In December, Prime Minister Trudeau hinted he may try to kill the deal.
When NPR asked Canada's foreign affairs department this month whether the government will continue to honor the agreement, the department said officials were "reviewing export permits to Saudi Arabia and no final decision has been made."
General Dynamics Land Systems declined an interview, but said in a statement to NPR that the light armored vehicles "contract remains in effect."
"Were Canada to unilaterally terminate the contract, Canada would incur billions of dollars of liability to General Dynamics Land Systems-Canada," the company said in a statement in December. "In addition, terminating the contract would have a significant negative impact" on Canada's workers and defense sector.
The government awarded the contract to General Dynamics Land Systems-Canada after negotiating the deal with the Saudi government five years ago. The company says the terms of the deal are confidential. In September 2018, Canadian broadcaster CBC reported that internal documents about the deal showed the country agreed to deliver 742 light armored vehicles to Saudi Arabia.

============================================================

#### EXPLORE THE MATERIAL
(A) Please retype the passage on Canada's Saudi arms deal, everything from "In December, Prime" down to "and defense sector.".
(B) In the passage on Canada's Saudi arms deal, how many light armored vehicles did Canada agree to deliver to Saudi Arabia, according to CBC's report?

============================================================

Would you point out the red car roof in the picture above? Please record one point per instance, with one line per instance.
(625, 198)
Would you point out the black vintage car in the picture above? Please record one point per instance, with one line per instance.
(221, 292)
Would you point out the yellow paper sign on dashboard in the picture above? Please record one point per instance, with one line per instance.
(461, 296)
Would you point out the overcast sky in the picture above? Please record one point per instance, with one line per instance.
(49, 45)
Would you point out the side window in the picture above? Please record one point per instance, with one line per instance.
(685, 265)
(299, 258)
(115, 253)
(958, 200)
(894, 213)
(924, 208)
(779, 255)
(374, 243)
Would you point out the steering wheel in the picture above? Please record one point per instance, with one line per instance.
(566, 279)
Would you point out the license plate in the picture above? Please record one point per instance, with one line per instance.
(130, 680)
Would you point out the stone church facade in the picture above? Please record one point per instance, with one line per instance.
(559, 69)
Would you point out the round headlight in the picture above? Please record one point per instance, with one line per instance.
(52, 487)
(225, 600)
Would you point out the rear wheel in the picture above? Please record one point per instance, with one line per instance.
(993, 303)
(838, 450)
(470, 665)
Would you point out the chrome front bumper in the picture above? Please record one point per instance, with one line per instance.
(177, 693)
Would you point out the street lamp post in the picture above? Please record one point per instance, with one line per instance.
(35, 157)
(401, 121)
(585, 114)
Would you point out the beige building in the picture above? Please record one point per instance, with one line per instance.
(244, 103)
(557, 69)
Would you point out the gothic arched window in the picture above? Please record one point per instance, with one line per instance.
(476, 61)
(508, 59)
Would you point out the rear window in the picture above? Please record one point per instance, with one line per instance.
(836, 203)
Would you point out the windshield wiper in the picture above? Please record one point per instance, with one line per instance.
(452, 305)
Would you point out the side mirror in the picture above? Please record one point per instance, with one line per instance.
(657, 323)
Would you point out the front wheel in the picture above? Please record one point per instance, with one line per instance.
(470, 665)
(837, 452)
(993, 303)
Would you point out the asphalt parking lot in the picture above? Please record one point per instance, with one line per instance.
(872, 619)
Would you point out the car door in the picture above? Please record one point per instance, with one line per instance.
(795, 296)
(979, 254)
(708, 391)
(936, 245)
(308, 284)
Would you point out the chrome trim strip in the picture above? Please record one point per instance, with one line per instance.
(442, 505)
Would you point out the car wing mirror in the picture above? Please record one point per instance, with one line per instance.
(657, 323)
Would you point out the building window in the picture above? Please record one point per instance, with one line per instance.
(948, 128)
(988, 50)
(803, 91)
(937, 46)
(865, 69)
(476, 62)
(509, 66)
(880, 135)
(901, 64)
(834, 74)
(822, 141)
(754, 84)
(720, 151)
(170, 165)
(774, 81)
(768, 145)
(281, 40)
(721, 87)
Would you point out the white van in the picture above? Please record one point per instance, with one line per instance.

============================================================

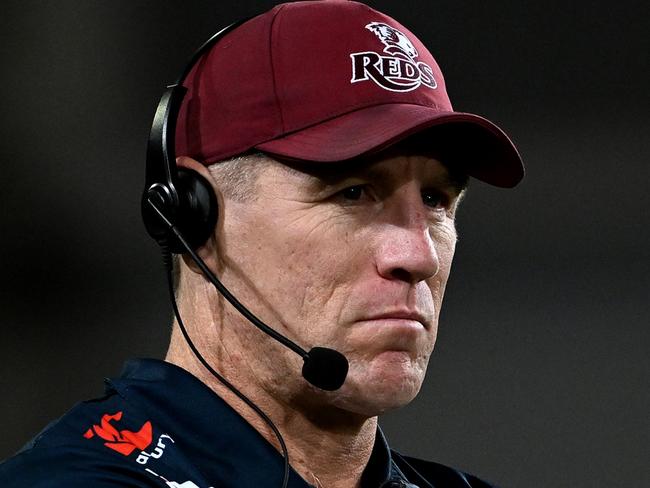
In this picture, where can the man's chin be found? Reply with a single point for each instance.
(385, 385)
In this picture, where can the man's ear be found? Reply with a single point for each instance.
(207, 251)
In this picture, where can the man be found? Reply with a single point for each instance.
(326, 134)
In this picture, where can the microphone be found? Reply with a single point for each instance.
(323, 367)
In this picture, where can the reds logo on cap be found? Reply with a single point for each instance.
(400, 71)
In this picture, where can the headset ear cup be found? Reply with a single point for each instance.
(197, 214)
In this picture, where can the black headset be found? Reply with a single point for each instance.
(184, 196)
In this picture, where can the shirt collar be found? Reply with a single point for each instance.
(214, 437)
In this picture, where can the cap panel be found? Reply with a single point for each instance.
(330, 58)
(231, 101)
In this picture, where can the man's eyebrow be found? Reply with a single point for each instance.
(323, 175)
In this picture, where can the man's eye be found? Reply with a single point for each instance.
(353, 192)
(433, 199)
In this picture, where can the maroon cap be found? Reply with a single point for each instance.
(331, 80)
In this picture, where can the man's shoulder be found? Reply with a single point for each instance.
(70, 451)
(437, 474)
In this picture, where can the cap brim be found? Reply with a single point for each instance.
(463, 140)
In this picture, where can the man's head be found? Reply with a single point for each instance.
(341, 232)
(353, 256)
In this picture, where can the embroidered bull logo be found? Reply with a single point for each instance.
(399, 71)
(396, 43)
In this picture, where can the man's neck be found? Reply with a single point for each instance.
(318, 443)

============================================================

#### WRITTEN ANSWERS
(A)
In December, Prime Minister Trudeau hinted he may try to kill the deal.
When NPR asked Canada's foreign affairs department this month whether the government will continue to honor the agreement, the department said officials were "reviewing export permits to Saudi Arabia and no final decision has been made."
General Dynamics Land Systems declined an interview, but said in a statement to NPR that the light armored vehicles "contract remains in effect."
"Were Canada to unilaterally terminate the contract, Canada would incur billions of dollars of liability to General Dynamics Land Systems-Canada," the company said in a statement in December. "In addition, terminating the contract would have a significant negative impact" on Canada's workers and defense sector.

(B) 742 light armored vehicles.